■ AVAILABLE RECORDS
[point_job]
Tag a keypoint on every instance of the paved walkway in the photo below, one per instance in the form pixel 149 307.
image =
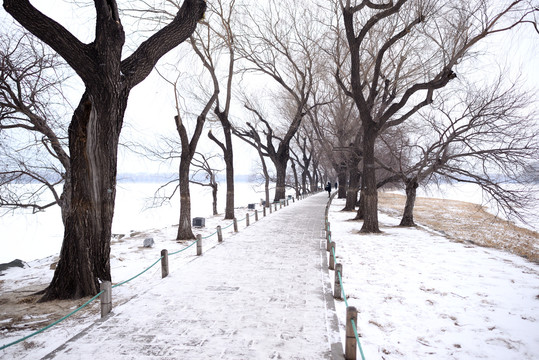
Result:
pixel 262 294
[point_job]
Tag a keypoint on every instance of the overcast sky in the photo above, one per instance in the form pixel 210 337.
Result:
pixel 151 108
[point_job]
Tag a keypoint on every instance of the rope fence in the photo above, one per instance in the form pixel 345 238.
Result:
pixel 352 337
pixel 106 287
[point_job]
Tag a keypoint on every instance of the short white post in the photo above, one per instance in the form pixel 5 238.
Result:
pixel 199 244
pixel 337 290
pixel 331 257
pixel 350 342
pixel 328 240
pixel 164 263
pixel 106 298
pixel 219 234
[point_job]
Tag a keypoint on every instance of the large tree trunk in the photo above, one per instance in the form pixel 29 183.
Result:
pixel 229 163
pixel 296 180
pixel 353 189
pixel 214 188
pixel 93 144
pixel 370 191
pixel 280 186
pixel 185 231
pixel 342 177
pixel 411 191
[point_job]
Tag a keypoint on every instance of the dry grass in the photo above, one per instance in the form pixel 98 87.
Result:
pixel 462 221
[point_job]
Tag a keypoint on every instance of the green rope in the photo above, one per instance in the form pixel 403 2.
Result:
pixel 357 338
pixel 179 251
pixel 123 282
pixel 209 236
pixel 51 325
pixel 226 227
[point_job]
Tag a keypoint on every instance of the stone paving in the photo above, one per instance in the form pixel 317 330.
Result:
pixel 263 293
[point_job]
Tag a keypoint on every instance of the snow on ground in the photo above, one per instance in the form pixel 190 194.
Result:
pixel 422 296
pixel 419 295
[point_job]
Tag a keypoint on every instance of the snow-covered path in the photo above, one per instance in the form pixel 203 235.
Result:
pixel 422 296
pixel 263 293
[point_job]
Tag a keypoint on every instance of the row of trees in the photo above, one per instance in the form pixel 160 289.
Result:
pixel 364 92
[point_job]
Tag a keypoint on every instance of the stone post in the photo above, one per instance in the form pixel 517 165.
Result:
pixel 337 290
pixel 331 257
pixel 164 263
pixel 328 240
pixel 106 298
pixel 199 244
pixel 350 342
pixel 219 234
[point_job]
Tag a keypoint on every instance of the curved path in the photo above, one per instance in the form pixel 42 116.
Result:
pixel 262 294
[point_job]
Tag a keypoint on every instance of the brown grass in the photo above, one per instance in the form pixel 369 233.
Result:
pixel 462 221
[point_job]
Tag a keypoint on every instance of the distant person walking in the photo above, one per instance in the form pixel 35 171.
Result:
pixel 328 188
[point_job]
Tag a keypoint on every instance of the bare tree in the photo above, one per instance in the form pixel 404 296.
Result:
pixel 203 166
pixel 279 42
pixel 400 53
pixel 487 137
pixel 33 145
pixel 95 128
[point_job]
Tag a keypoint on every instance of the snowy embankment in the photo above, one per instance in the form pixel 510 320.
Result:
pixel 420 295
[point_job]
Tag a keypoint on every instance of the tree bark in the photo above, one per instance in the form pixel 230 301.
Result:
pixel 214 188
pixel 228 154
pixel 280 182
pixel 93 144
pixel 185 231
pixel 353 189
pixel 95 129
pixel 370 191
pixel 342 178
pixel 411 191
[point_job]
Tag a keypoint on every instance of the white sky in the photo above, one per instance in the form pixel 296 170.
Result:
pixel 151 107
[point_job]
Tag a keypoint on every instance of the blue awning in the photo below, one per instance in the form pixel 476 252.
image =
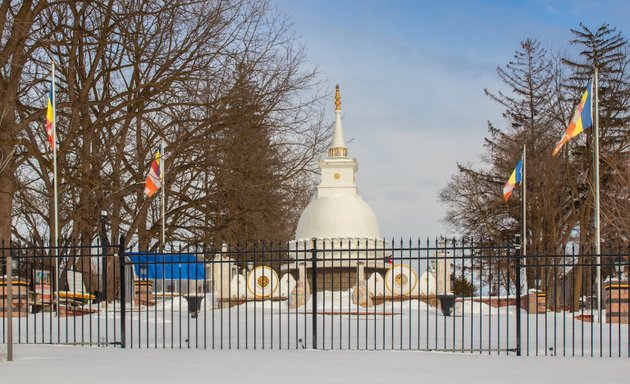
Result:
pixel 158 266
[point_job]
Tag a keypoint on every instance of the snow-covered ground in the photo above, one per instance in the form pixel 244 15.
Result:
pixel 409 325
pixel 80 365
pixel 164 344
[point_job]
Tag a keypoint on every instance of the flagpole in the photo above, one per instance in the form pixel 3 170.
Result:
pixel 597 213
pixel 162 174
pixel 55 188
pixel 524 215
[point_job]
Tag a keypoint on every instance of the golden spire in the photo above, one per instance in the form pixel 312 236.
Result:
pixel 338 145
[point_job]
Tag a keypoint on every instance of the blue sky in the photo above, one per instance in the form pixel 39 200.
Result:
pixel 412 75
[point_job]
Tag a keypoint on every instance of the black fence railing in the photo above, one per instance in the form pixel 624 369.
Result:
pixel 350 294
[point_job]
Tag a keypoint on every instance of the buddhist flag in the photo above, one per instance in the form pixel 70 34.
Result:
pixel 154 178
pixel 515 178
pixel 50 116
pixel 581 120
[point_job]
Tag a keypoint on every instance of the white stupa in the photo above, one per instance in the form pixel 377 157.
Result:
pixel 338 218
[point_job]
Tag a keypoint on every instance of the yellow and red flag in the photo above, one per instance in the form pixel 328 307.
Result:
pixel 581 120
pixel 154 178
pixel 50 117
pixel 515 178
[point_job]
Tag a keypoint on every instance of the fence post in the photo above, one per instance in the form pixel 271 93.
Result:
pixel 314 290
pixel 517 255
pixel 123 294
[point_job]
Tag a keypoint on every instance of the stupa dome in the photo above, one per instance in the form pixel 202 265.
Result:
pixel 337 211
pixel 337 217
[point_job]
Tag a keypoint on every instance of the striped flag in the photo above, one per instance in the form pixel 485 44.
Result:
pixel 581 120
pixel 50 116
pixel 515 178
pixel 154 178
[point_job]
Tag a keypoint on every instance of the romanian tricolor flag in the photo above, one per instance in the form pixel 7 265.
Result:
pixel 581 120
pixel 515 178
pixel 50 116
pixel 154 178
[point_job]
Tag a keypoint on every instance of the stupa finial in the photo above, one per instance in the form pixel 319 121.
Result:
pixel 338 145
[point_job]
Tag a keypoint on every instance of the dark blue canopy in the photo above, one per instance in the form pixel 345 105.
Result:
pixel 160 266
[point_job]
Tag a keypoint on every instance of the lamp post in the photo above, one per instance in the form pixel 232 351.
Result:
pixel 104 247
pixel 143 271
pixel 11 265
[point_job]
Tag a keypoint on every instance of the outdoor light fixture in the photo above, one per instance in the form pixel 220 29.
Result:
pixel 619 265
pixel 14 265
pixel 143 271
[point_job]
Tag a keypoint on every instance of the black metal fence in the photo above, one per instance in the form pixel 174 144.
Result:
pixel 441 295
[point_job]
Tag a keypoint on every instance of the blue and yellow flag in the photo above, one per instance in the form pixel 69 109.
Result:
pixel 515 178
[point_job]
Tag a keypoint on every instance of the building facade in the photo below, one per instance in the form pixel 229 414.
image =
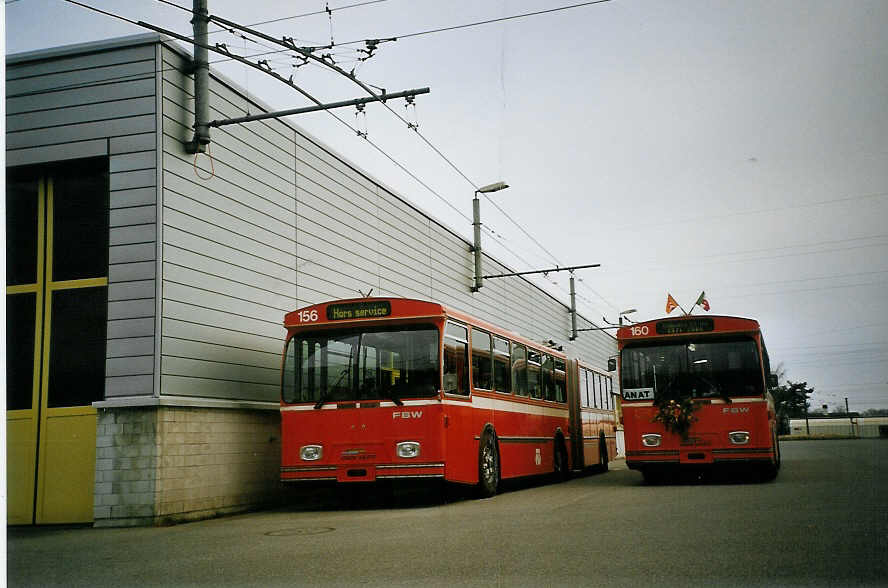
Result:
pixel 146 291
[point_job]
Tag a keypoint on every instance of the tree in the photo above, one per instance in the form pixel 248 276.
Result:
pixel 790 401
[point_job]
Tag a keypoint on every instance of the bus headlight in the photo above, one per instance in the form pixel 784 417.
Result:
pixel 311 452
pixel 739 437
pixel 408 449
pixel 651 440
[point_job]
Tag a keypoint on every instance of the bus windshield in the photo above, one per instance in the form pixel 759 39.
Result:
pixel 695 369
pixel 361 364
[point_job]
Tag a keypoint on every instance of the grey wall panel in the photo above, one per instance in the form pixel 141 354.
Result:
pixel 126 309
pixel 131 143
pixel 129 366
pixel 176 385
pixel 263 284
pixel 198 368
pixel 239 229
pixel 179 330
pixel 136 215
pixel 80 77
pixel 130 272
pixel 192 295
pixel 201 315
pixel 102 102
pixel 248 207
pixel 137 346
pixel 74 63
pixel 131 290
pixel 135 197
pixel 243 243
pixel 129 180
pixel 132 253
pixel 81 132
pixel 222 354
pixel 226 287
pixel 127 328
pixel 220 252
pixel 120 90
pixel 75 114
pixel 51 153
pixel 129 386
pixel 134 161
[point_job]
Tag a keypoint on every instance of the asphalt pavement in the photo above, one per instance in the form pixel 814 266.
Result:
pixel 824 521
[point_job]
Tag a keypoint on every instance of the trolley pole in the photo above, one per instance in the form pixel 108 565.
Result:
pixel 573 309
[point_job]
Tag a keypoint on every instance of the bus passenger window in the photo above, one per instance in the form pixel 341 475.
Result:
pixel 501 379
pixel 456 360
pixel 481 361
pixel 534 381
pixel 519 370
pixel 594 377
pixel 547 369
pixel 560 383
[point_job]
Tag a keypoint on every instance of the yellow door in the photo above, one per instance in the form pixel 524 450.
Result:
pixel 56 308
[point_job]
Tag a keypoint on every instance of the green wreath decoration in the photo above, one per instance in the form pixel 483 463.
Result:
pixel 677 416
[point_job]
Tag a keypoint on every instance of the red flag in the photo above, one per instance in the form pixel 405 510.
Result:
pixel 671 304
pixel 701 301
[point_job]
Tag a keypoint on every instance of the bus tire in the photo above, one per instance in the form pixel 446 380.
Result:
pixel 770 469
pixel 602 453
pixel 488 465
pixel 560 469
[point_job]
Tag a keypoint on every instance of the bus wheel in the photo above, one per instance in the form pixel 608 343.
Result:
pixel 559 460
pixel 488 465
pixel 769 470
pixel 652 477
pixel 602 453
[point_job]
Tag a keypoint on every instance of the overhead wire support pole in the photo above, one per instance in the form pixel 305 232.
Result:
pixel 329 106
pixel 545 271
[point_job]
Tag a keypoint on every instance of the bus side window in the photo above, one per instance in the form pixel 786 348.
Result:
pixel 560 383
pixel 594 377
pixel 481 360
pixel 456 360
pixel 534 382
pixel 519 370
pixel 548 368
pixel 501 377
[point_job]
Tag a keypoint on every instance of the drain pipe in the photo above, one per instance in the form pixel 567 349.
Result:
pixel 201 69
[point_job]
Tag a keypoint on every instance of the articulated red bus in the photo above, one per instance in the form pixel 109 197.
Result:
pixel 695 392
pixel 381 388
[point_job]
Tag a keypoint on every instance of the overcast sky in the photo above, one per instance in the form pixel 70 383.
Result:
pixel 739 148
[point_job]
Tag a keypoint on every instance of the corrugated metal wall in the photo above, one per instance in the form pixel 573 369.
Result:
pixel 285 223
pixel 282 223
pixel 102 103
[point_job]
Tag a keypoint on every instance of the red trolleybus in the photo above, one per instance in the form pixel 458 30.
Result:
pixel 381 388
pixel 695 392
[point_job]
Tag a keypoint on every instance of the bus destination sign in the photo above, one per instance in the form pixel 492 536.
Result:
pixel 681 326
pixel 359 310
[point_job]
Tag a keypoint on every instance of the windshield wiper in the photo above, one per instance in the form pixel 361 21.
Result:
pixel 326 394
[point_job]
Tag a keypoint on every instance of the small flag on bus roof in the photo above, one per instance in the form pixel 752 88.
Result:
pixel 701 301
pixel 671 304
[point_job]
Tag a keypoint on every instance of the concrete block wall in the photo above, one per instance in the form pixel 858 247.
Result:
pixel 161 465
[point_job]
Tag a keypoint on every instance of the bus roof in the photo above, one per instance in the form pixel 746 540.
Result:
pixel 349 312
pixel 670 327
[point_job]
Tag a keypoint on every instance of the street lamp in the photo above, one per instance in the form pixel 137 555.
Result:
pixel 476 224
pixel 624 313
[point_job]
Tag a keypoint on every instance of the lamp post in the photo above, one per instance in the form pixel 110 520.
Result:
pixel 624 313
pixel 476 224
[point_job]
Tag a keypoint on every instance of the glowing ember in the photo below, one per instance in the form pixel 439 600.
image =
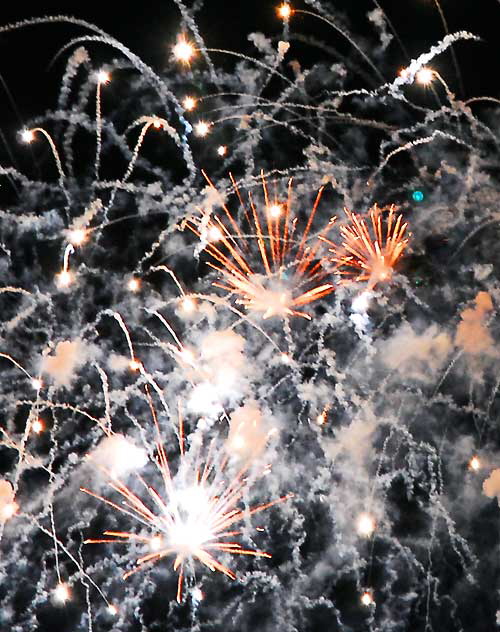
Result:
pixel 183 50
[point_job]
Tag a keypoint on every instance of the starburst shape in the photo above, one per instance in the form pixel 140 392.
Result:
pixel 267 260
pixel 370 250
pixel 196 517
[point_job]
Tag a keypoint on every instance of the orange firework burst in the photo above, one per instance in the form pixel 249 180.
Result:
pixel 369 252
pixel 193 519
pixel 272 269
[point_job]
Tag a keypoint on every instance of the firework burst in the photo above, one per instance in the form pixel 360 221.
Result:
pixel 194 519
pixel 370 250
pixel 272 268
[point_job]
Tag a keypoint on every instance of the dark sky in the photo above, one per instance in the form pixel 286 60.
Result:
pixel 150 31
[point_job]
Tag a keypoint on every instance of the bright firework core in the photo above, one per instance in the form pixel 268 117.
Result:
pixel 266 261
pixel 189 520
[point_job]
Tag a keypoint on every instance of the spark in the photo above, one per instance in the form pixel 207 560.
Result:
pixel 62 593
pixel 183 51
pixel 424 76
pixel 103 77
pixel 37 426
pixel 288 273
pixel 284 11
pixel 189 103
pixel 133 285
pixel 275 210
pixel 369 252
pixel 202 128
pixel 193 518
pixel 215 233
pixel 365 525
pixel 64 278
pixel 475 464
pixel 27 136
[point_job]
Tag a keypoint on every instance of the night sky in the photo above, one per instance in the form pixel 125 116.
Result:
pixel 357 393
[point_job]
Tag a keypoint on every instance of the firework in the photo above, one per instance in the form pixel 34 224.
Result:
pixel 194 519
pixel 369 251
pixel 272 268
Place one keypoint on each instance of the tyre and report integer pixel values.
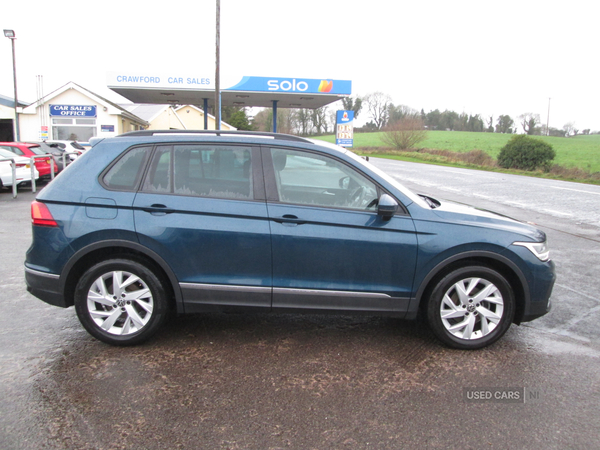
(471, 307)
(120, 302)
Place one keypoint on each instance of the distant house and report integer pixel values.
(167, 117)
(73, 112)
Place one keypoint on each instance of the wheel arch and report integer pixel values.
(93, 253)
(499, 263)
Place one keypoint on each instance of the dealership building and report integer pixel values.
(73, 112)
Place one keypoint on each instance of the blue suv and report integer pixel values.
(149, 223)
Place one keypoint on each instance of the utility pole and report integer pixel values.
(217, 70)
(548, 119)
(11, 35)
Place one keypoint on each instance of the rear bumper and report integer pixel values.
(45, 286)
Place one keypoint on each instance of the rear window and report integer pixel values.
(126, 172)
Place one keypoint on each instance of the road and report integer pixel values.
(316, 382)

■ YOUR TASK
Quote only the lines from the line containing "Place one keypoint on each instance of the wheel" through the end of the listing, please, keeping both the first and the last line.

■ EXPECTED OUTPUT
Place one keypoint on each instance of the wheel arch and report integer pixel values.
(93, 253)
(499, 263)
Place one keypoint on each instance of the dealership building and report integer pixel values.
(73, 112)
Place one keypoint on each instance of the blue suv and report integer pixel values.
(149, 223)
Place one keypoint on each instance of the utility pole and report integer pixel values.
(217, 70)
(548, 119)
(11, 35)
Place one keypoint on each instance of the rear bumper and report integer pixel values.
(45, 286)
Place one keypoint on each instance of the rear window and report integer pixel values.
(126, 172)
Place one keypoint on each instance of the road and report integer pixel values.
(316, 382)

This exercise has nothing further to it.